"""

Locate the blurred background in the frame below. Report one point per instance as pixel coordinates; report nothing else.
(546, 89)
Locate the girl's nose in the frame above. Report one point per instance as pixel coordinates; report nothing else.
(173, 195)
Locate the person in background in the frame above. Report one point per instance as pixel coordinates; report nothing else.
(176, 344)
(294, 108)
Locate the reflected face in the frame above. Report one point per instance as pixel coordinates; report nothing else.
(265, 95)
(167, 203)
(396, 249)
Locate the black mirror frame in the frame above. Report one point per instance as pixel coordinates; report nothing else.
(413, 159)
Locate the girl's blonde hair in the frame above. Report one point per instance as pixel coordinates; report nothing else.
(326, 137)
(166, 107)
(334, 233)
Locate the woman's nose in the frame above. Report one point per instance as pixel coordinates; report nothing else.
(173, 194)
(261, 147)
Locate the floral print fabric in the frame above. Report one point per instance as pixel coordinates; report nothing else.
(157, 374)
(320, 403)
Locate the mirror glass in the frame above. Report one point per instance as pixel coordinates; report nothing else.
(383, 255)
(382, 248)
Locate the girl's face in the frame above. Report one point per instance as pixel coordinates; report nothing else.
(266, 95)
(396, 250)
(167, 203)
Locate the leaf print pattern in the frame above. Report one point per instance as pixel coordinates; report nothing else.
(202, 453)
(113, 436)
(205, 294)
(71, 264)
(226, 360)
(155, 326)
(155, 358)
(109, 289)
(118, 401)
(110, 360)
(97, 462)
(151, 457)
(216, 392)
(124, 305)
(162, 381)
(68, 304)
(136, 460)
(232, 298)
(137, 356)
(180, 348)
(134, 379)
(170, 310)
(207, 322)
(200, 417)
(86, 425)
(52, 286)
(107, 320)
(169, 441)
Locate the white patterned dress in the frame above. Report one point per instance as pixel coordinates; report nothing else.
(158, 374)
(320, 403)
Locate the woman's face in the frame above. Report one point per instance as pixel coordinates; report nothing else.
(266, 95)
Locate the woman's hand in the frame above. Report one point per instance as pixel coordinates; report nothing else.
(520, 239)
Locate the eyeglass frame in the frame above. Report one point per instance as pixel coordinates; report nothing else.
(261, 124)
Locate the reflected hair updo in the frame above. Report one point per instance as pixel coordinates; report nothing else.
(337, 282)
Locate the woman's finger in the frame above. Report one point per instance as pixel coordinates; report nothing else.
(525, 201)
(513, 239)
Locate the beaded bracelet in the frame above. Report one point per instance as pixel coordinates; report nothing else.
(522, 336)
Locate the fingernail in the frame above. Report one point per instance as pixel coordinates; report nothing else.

"""

## Что требуется
Повторите без изменений строки приведенных выше данных, начиная со строки с «Locate the eyeglass» и до конца данных. Обе границы включаются.

## Полный ответ
Locate the eyeglass frame in the frame above. Report one point per instance as pixel coordinates; report nothing else.
(261, 124)
Locate the reflected hair updo in the frame above. Report one point per instance as pixel coordinates; report nothing else.
(337, 282)
Locate the woman's finger in the frame above. Report one point per instance as pixel coordinates; report nothing else.
(525, 201)
(513, 239)
Locate the beaded bracelet in the frame above. Report one point per instance as pixel coordinates; report nothing else.
(522, 336)
Locate the fingernail in the frame above. Report one point per instance as pixel coordinates; report nothing else.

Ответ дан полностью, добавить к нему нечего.